╭──

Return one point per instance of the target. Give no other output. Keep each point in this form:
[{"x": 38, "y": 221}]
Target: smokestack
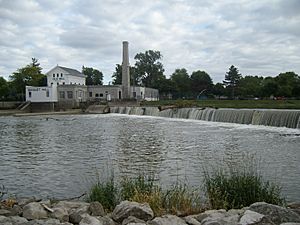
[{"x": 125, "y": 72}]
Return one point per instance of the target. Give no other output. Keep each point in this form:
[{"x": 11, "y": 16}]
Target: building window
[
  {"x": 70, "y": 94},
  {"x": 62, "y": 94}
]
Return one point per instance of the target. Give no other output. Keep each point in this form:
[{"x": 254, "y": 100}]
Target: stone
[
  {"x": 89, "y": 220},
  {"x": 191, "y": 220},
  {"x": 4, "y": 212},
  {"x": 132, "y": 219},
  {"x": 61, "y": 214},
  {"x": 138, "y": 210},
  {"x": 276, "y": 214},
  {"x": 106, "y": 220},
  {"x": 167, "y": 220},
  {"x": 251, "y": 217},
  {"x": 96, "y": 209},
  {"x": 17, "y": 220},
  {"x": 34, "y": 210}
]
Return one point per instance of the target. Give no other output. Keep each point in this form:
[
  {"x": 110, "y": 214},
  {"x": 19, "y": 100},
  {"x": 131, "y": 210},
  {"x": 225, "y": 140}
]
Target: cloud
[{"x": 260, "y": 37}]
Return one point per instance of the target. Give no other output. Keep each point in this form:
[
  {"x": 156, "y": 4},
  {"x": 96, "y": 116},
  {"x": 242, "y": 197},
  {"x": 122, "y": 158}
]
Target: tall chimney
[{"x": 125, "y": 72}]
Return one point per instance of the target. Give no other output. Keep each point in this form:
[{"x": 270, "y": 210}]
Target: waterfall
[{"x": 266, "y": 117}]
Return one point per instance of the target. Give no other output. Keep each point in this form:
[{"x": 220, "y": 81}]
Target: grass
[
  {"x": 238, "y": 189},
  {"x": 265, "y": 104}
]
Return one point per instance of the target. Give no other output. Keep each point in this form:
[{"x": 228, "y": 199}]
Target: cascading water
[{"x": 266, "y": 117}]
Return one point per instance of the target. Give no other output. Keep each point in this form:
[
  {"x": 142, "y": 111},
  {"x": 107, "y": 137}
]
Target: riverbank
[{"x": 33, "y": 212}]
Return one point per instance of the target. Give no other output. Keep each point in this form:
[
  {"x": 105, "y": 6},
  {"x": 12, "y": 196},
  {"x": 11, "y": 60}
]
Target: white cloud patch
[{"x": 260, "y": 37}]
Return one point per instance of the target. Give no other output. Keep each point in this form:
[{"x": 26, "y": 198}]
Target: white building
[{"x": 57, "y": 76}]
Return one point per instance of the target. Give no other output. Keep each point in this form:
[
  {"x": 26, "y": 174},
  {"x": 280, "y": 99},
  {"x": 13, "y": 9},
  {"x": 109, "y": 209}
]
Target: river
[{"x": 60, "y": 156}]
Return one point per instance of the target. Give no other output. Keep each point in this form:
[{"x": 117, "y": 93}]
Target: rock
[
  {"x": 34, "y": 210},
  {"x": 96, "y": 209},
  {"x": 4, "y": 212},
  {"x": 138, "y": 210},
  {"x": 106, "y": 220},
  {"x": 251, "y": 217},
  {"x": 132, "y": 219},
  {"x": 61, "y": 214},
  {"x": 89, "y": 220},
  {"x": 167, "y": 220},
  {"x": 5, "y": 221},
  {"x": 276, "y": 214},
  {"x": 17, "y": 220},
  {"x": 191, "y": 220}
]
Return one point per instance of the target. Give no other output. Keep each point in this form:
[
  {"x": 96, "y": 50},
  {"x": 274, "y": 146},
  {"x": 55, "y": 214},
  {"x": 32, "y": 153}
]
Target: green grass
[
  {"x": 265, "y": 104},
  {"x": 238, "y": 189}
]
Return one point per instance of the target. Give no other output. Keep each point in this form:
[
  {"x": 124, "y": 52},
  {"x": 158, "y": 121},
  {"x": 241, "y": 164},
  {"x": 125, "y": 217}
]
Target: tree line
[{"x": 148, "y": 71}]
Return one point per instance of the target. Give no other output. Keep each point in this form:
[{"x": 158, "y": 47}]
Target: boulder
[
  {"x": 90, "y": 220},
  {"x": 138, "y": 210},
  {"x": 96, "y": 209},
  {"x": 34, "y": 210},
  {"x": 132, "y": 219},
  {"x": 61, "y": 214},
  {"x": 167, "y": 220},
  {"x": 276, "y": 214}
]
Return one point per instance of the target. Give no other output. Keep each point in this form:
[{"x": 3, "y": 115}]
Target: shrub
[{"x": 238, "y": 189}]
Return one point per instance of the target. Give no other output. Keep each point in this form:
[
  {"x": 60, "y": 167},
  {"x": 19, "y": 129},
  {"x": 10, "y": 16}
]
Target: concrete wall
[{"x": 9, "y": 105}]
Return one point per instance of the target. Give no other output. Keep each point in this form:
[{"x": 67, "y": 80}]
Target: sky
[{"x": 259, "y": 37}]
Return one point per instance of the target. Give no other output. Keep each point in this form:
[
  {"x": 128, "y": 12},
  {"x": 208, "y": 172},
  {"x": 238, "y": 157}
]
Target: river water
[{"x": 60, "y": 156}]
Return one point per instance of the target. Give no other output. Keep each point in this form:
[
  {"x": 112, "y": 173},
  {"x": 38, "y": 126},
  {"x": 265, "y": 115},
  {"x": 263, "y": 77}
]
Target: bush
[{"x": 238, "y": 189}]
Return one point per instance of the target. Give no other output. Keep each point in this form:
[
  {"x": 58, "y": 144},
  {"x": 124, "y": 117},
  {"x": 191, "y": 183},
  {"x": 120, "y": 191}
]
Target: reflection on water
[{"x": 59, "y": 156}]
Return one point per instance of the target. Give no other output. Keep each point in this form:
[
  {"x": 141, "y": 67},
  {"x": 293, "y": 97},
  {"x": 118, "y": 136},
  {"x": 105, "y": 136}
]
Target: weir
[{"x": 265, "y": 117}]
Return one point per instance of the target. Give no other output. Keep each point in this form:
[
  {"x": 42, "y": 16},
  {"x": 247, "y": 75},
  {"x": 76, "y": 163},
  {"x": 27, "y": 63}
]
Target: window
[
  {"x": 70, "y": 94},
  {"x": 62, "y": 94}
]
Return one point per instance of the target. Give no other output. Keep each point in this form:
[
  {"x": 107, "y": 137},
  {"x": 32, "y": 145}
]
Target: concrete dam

╰──

__Aim of the exercise__
Above is a listing with pictures. Write it out exactly without them.

__Response__
Return one point per instance of the target. Give no other output. Keep each point in this form:
[{"x": 38, "y": 221}]
Target: smokestack
[{"x": 125, "y": 72}]
Return one point per instance of the target. Give no other output. Keep each point in this form:
[{"x": 11, "y": 16}]
Target: building window
[
  {"x": 70, "y": 94},
  {"x": 62, "y": 94}
]
Return one point per instance of the target. Give no other output. Keep each point in this form:
[{"x": 254, "y": 100}]
Target: stone
[
  {"x": 89, "y": 220},
  {"x": 191, "y": 220},
  {"x": 4, "y": 212},
  {"x": 132, "y": 219},
  {"x": 61, "y": 214},
  {"x": 138, "y": 210},
  {"x": 276, "y": 214},
  {"x": 106, "y": 220},
  {"x": 167, "y": 220},
  {"x": 251, "y": 217},
  {"x": 96, "y": 209},
  {"x": 17, "y": 220},
  {"x": 34, "y": 210}
]
Return one point per instance of the target. Give no other output. Keep each point in this form:
[
  {"x": 110, "y": 214},
  {"x": 19, "y": 100},
  {"x": 131, "y": 210},
  {"x": 225, "y": 140}
]
Target: cloud
[{"x": 260, "y": 37}]
Return one point per instance of the target. Give no other output. Keep each point in this form:
[
  {"x": 156, "y": 4},
  {"x": 96, "y": 116},
  {"x": 242, "y": 197},
  {"x": 122, "y": 158}
]
Target: tall chimney
[{"x": 125, "y": 72}]
Return one point per instance of the target. Give no other output. Keep each point in this form:
[{"x": 270, "y": 210}]
Target: waterfall
[{"x": 266, "y": 117}]
Return one point per instance of the target. Give no other output. Keep each point in this form:
[{"x": 220, "y": 81}]
Target: grass
[
  {"x": 238, "y": 189},
  {"x": 265, "y": 104}
]
Return one point per instance of the target. Give no other output. Keep each point in this form:
[{"x": 228, "y": 199}]
Target: cascading water
[{"x": 266, "y": 117}]
Return one point per instance of the target. Give no other output. Keep each point in this form:
[
  {"x": 142, "y": 111},
  {"x": 107, "y": 137}
]
Target: riverbank
[{"x": 33, "y": 212}]
Return one point per instance of the target. Give no other output. Keep each point in this form:
[
  {"x": 105, "y": 6},
  {"x": 12, "y": 196},
  {"x": 11, "y": 60}
]
Target: white cloud patch
[{"x": 260, "y": 37}]
Return one point per instance of the target. Give no other output. Keep each point in this form:
[{"x": 26, "y": 198}]
Target: white building
[{"x": 57, "y": 76}]
Return one point per instance of the target. Give no other output. Keep each point in this form:
[
  {"x": 26, "y": 174},
  {"x": 280, "y": 99},
  {"x": 13, "y": 9},
  {"x": 109, "y": 209}
]
Target: river
[{"x": 60, "y": 156}]
Return one point per instance of the target. Give no other output. Keep each point in this form:
[{"x": 117, "y": 93}]
Target: rock
[
  {"x": 34, "y": 210},
  {"x": 96, "y": 209},
  {"x": 4, "y": 212},
  {"x": 138, "y": 210},
  {"x": 106, "y": 220},
  {"x": 251, "y": 217},
  {"x": 132, "y": 219},
  {"x": 61, "y": 214},
  {"x": 89, "y": 220},
  {"x": 167, "y": 220},
  {"x": 5, "y": 221},
  {"x": 276, "y": 214},
  {"x": 17, "y": 220},
  {"x": 191, "y": 220}
]
Return one point per instance of the target. Give no other output. Keep each point in this form:
[
  {"x": 96, "y": 50},
  {"x": 274, "y": 146},
  {"x": 55, "y": 214},
  {"x": 32, "y": 153}
]
Target: green grass
[
  {"x": 265, "y": 104},
  {"x": 238, "y": 189}
]
Return one point per instance of the target. Give no other output. Keep each point in this form:
[
  {"x": 124, "y": 52},
  {"x": 158, "y": 121},
  {"x": 241, "y": 164},
  {"x": 125, "y": 217}
]
Target: tree line
[{"x": 148, "y": 71}]
Return one point per instance of the target. Give no other output. Keep each point in this form:
[{"x": 158, "y": 47}]
Target: boulder
[
  {"x": 90, "y": 220},
  {"x": 138, "y": 210},
  {"x": 96, "y": 209},
  {"x": 34, "y": 210},
  {"x": 132, "y": 219},
  {"x": 61, "y": 214},
  {"x": 167, "y": 220},
  {"x": 276, "y": 214}
]
Return one point per instance of the target. Give no other output. Keep each point in this form:
[{"x": 3, "y": 115}]
Target: shrub
[{"x": 238, "y": 189}]
Return one point per instance of the target. Give no other output. Keep each point in this form:
[
  {"x": 60, "y": 167},
  {"x": 19, "y": 129},
  {"x": 10, "y": 16}
]
Target: concrete wall
[{"x": 9, "y": 105}]
Return one point per instance of the target. Give no other output. Keep each point in this form:
[{"x": 67, "y": 80}]
Target: sky
[{"x": 259, "y": 37}]
Return one point per instance of the target. Give no other output. Keep each point in this form:
[
  {"x": 128, "y": 12},
  {"x": 208, "y": 172},
  {"x": 238, "y": 157}
]
Target: river water
[{"x": 60, "y": 156}]
Return one point per instance of the target. Give no other output. Keep each point in this form:
[
  {"x": 112, "y": 173},
  {"x": 38, "y": 126},
  {"x": 265, "y": 115},
  {"x": 263, "y": 77}
]
Target: bush
[{"x": 238, "y": 189}]
Return one point per instance of the target. Give no other output. Keep each point in this form:
[
  {"x": 58, "y": 144},
  {"x": 124, "y": 117},
  {"x": 191, "y": 183},
  {"x": 120, "y": 191}
]
Target: reflection on water
[{"x": 59, "y": 156}]
Return one point per instance of the target. Give no other output. Keep each point in this form:
[
  {"x": 141, "y": 67},
  {"x": 293, "y": 97},
  {"x": 118, "y": 136},
  {"x": 105, "y": 136}
]
Target: weir
[{"x": 265, "y": 117}]
Return one point per instance of the target. Give no other output. Keep each point in this form:
[
  {"x": 42, "y": 16},
  {"x": 247, "y": 75},
  {"x": 76, "y": 163},
  {"x": 27, "y": 63}
]
Target: window
[
  {"x": 70, "y": 94},
  {"x": 62, "y": 94}
]
Return one point per instance of the target. Give no other output. Keep each point in this form:
[
  {"x": 107, "y": 137},
  {"x": 32, "y": 145}
]
Target: concrete dam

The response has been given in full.